— Begin Quoted passage —

What if you had a quadratic equation like $x^2 + 12x = 13$ ? How could you solve it by taking the square root of both sides? After completing this Concept, you'll be able to complete the square to solve quadratic equations like this one.

### Guidance

You saw in the last section that if you have a quadratic equation of the form $(x - 2)^2 = 5$ , you can easily solve it by taking the square root of each side:

$x - 2 = \sqrt{5} \ \qquad \text{and} \qquad \ x - 2 = - \sqrt{5}$

Simplify to get:

$x = 2 + \sqrt{5} \approx 4.24 \ \qquad \text{and} \qquad \ x = 2 - \sqrt{5} \approx - 0.24$

So what do you do with an equation that isn’t written in this nice form? In this section, you’ll learn how to rewrite any quadratic equation in this form by completing the square.

Complete the Square of a Quadratic Expression

Completing the square lets you rewrite a quadratic expression so that it contains a perfect square trinomial that you can factor as the square of a binomial.

Remember that the square of a binomial takes one of the following forms:

$(x + a)^2 & = x^2 + 2ax + a^2\\(x - a)^2 & = x^2 - 2ax + a^2$

So in order to have a perfect square trinomial, we need two terms that are perfect squares and one term that is twice the product of the square roots of the other terms.

#### Example A

Complete the square for the quadratic expression $x^2 + 4x$ .

— End Quoted passage —
— Begin Given records —

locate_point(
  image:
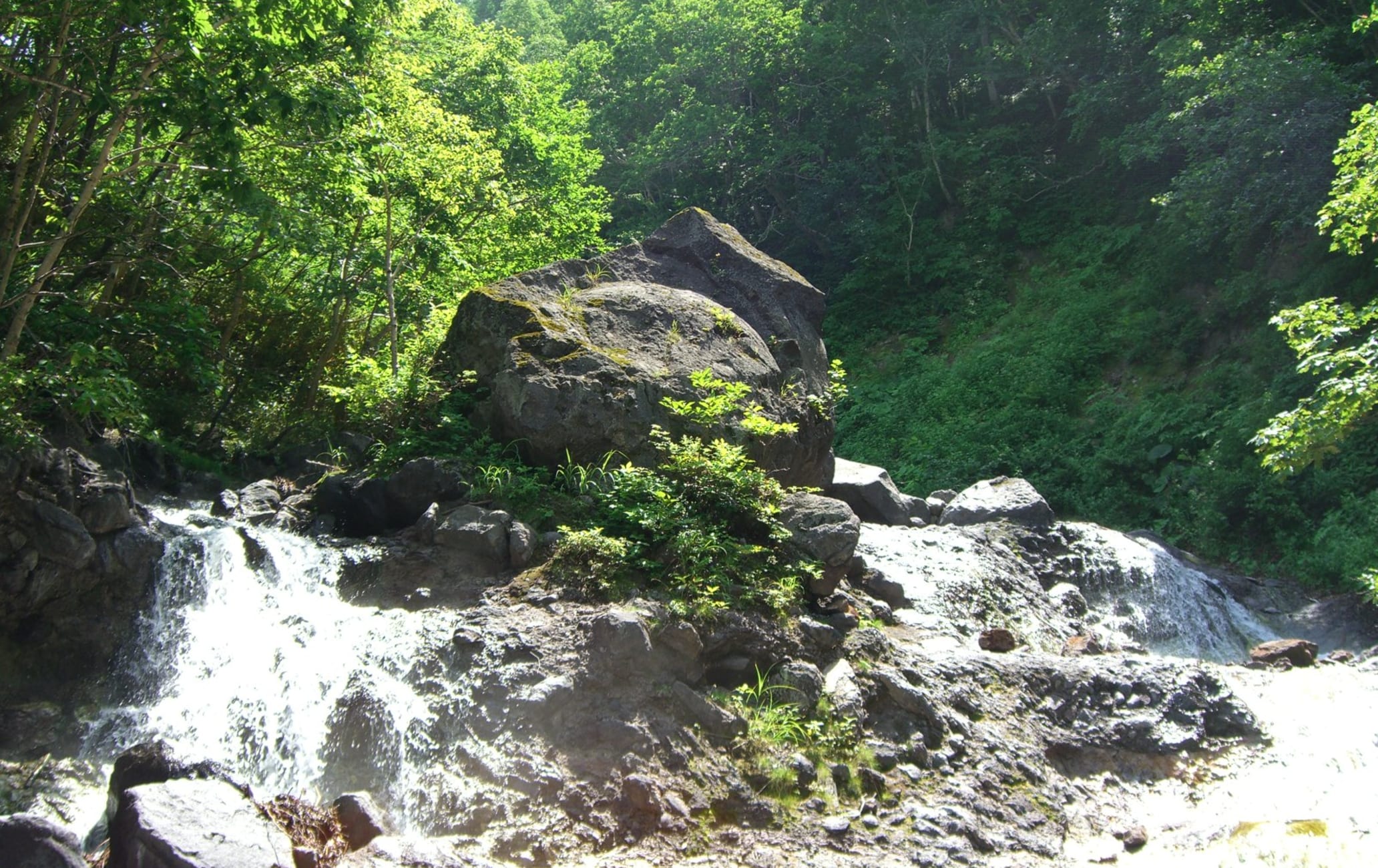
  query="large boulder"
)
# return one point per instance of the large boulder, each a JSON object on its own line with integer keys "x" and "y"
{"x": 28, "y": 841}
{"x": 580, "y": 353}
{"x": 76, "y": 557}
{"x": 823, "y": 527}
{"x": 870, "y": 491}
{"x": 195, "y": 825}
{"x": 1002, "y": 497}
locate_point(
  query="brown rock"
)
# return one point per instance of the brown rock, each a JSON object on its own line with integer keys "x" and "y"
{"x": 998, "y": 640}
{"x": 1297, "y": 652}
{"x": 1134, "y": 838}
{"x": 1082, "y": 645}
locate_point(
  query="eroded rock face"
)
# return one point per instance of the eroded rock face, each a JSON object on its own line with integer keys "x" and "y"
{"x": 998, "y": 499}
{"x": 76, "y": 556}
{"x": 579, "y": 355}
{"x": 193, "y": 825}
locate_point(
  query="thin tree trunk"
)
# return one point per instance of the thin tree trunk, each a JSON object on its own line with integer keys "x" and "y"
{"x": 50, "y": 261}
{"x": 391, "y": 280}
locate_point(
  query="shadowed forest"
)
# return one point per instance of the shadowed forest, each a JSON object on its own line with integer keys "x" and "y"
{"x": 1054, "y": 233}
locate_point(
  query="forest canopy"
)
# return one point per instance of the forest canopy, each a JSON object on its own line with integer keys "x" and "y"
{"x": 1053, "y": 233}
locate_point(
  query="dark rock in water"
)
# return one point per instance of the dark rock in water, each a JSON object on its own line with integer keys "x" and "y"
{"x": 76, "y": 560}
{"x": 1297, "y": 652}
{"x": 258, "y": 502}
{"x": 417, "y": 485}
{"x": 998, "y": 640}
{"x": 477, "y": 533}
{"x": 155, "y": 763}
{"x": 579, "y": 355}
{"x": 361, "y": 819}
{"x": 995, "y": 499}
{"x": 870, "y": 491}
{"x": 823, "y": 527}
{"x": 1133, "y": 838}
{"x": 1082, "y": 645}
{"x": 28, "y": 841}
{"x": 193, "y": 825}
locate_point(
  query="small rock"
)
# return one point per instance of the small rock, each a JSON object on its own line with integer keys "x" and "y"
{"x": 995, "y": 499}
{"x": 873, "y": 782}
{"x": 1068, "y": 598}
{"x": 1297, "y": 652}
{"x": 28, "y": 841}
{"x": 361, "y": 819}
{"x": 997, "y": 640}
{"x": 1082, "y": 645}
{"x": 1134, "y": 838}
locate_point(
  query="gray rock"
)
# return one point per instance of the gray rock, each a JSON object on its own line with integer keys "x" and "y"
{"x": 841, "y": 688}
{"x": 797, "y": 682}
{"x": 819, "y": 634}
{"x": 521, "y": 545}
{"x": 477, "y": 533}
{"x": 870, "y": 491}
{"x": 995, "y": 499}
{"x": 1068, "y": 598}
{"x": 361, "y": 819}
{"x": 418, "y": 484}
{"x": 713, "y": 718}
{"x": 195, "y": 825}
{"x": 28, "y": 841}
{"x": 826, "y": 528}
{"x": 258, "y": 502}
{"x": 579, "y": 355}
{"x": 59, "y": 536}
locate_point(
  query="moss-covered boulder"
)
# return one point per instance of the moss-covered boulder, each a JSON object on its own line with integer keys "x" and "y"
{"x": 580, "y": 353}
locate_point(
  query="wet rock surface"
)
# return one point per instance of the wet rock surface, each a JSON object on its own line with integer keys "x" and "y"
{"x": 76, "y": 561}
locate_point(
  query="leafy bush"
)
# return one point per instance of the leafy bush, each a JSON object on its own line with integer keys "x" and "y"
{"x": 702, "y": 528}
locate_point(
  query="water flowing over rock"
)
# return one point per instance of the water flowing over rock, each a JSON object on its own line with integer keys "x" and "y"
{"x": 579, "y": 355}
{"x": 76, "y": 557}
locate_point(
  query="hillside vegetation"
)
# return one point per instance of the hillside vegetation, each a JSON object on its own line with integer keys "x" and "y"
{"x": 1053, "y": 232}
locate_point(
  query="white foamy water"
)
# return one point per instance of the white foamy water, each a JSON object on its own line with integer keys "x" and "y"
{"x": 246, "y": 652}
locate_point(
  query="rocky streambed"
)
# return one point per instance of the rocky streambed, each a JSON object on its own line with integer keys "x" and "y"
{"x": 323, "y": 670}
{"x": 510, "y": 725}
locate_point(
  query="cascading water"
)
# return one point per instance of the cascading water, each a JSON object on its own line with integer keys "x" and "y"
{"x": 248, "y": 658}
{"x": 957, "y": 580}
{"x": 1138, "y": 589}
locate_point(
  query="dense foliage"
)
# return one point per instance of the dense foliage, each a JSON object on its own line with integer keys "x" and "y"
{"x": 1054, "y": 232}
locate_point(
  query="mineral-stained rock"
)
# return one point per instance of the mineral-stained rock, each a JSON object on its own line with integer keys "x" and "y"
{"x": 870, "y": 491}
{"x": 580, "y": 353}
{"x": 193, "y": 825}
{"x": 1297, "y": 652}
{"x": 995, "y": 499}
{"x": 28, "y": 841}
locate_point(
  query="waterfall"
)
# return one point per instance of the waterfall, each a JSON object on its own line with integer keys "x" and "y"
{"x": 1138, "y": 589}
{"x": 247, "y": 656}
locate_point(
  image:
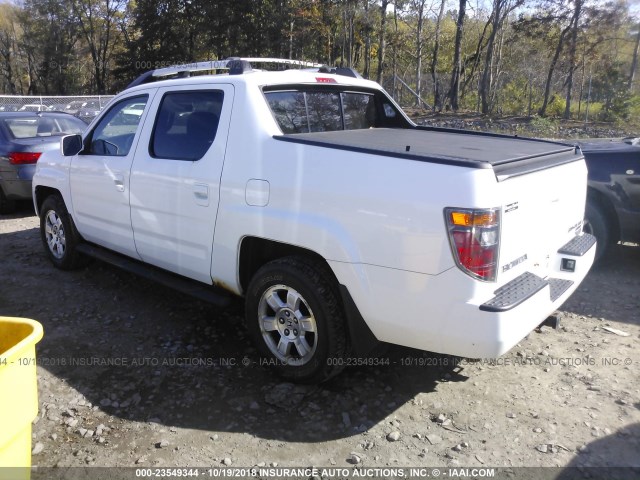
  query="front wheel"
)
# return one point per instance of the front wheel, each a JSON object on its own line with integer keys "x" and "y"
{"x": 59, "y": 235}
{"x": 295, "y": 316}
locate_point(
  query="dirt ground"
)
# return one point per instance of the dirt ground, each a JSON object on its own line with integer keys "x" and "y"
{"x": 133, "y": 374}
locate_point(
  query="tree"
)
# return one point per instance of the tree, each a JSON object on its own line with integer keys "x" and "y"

— End Given records —

Problems:
(1) In the completing-the-square lesson above, quote the passage word for word, beginning at the words "What if you" and stopping after "like this one.".
(2) According to the completing-the-square lesson above, what does completing the square let a quadratic expression contain?

Correct answers:
(1)
What if you had a quadratic equation like $x^2 + 12x = 13$ ? How could you solve it by taking the square root of both sides? After completing this Concept, you'll be able to complete the square to solve quadratic equations like this one.

(2) A perfect square trinomial that can be factored as the square of a binomial.